• [Problems to solve]:
**a.** Name the games that the review of Sakura Wars says it reminded the writer of.
**b.** Continue the Sakura Wars review from its last sentence.

This is a very interesting game. And that was a very vague statement.
As I find happens often, I had no idea what to expect from this when I began. It's some obscure 2010 NA PS2 update of a 2005 Japanese game that's in a long line of Sakura Wars games and has an anime and the rest of a full on media franchise. I've never heard of any of it.
It's categorized as a strategy RPG/dating sim, but I'm not sure how I feel about either label. There's definitely some strategy RPG, but it's really simple, and there's the tiniest bit of 'dating,' but it's 99% following conversations that don't have to do with romance, and of the 1% that do have to do with romance, 99% of those are silly, sometimes questionably inappropriate, things a 12-year-old would say or do. I don't know what I'd call it. It's about the "New York Combat Revue," a theater troupe/New York defense force, and it's the main character's story of how he gets recruited by the organization, moves to New York, meets everyone, learns a lot about them all and friendship, helps with their problems, some of which involve surprisingly mature discussions of life and death, law and justice, self-acceptance, pity, etc., they put on plays that the people of the city love, and they fight evil that constantly tries to destroy the city. And like I said, 99% of the game is dialogue. It's a weird premise and a weird presentation and a weird game, but I liked it.
I have played games sort of like this. It reminded me of 3 games in particular: Disgaea because it plays out in chapters and has the same kind of chapter scenes and dialogue presentation, Shadow Hearts because it's anachronistic New York, and mostly the Persona series because there's this emphasis on forming relationships with characters in the game. I guess the difference is that in Sakura Wars all your relationships are with girls and there are tons of different branching bits of the story depending on who you win over or piss off, and in Persona you're supposed to form relationships with all kinds of different people who don't necessarily have connecting stories. I'll always remember the dying man on the bench in the park, the little girl on the playground who wanted to run away from home, the old Japanese guy in the bar who left his family...that game seriously had some cool stories. Anyway, so however weird Sakura Wars is, at least I had a little exposure to things kinda like it before.

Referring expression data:

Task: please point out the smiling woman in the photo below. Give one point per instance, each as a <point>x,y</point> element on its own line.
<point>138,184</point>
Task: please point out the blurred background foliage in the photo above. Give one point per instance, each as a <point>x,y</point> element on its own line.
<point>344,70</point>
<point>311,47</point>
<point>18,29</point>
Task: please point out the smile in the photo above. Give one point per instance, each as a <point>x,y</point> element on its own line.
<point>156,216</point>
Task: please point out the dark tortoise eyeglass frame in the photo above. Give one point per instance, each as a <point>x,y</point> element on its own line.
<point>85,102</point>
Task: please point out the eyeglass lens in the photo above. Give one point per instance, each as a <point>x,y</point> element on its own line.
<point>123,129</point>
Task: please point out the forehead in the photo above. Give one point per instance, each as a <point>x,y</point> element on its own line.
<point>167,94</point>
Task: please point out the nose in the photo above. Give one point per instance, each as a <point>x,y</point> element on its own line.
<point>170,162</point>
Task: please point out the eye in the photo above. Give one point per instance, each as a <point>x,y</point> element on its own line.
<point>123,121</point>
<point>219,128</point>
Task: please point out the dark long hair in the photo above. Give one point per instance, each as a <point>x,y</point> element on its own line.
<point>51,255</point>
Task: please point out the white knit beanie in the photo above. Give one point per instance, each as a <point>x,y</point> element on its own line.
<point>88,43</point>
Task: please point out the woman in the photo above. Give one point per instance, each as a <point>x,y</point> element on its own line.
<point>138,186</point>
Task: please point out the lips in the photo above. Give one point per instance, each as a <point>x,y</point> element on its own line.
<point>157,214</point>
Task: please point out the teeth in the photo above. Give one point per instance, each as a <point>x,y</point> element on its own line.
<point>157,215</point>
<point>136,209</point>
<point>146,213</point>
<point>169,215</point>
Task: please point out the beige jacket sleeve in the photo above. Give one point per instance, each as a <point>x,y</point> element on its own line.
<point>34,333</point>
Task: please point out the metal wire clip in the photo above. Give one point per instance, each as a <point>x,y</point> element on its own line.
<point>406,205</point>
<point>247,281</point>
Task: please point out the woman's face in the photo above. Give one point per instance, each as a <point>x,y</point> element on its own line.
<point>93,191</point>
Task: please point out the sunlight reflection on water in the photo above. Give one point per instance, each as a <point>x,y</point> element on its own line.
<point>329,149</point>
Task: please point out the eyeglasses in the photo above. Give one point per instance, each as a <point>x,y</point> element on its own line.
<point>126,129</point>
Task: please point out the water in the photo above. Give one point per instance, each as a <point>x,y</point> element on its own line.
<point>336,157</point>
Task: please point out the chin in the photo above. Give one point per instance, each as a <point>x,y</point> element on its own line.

• [Results in order]:
**a.** Disgaea, Shadow Hearts, and the Persona series.

**b.**
The dialogue is pretty good. Most of the characters are interesting and I actually enjoyed playing (reading) this game. You just follow them around their daily life. And the game is set in New York City, and I actually feel like I learned something about the place. There's a bit of a free roaming aspect when the game lets you explore the city and check out what's happening in all the places you can go to. Harlem is one area, and otherwise you can go to Central Park and Wall St. and see the Statue of Liberty. Whoever wrote this game really loves New York. There's tons in there about how great America and New York are, which, as an American playing this Japanese game, was pretty amusing. One of the characters is a black lawyer from Harlem who is super litigious. There's a lot of talk about soul food and jazz and community and fat Americans and it's funny because, since I've never been to Harlem and don't know anything about it, I don't know what's a stereotype and what's not. Like do they really like soul food in Harlem? I dunno.
This is the New York of the 1920s, roaring and full of life. There are a lot of immigrants, and I remember one point the game making a pretty strong statement about immigrants and diversity with a racially-charged scene of a white guy yelling at a Japanese, and then of course realizing later that he's wrong and they're all New Yorkers. But it's not just 1920's New York. There's a Demon Lord that's trying to invade the city, and the good guys all fight in giant mech suits, so that's the setting.
Each character (the 5 girls) has an excellent story, except Rosita, the annoying child with twin pistols who is obsessed with food. Hers is lame because she's the token annoying character in every RPG ever. Her story got really sugary sweet about teamwork and blah blah that other characters expressed in better ways. Then Diana, who has some fatal disease, she was annoying at first because she never responds like you think she will. So in dialogue, every so often you'll get a choice for what to say. You can piss them off, agree, hit on them, any one of various responses, and all these responses affect how you get along with that person and how they act toward you and perform in battle. Right so most of the characters I could read, but Diana, like in my opinion as a human trying to talk to another human, was irrational and would lash out when I was sure I was saying something she'd respond positively to. "I'm hungry Shin, what should I eat?" "Chicken." "What?! I hate chicken and you're a terrible person!" "Okay..." There was a scene not far removed from that...because she really likes birds.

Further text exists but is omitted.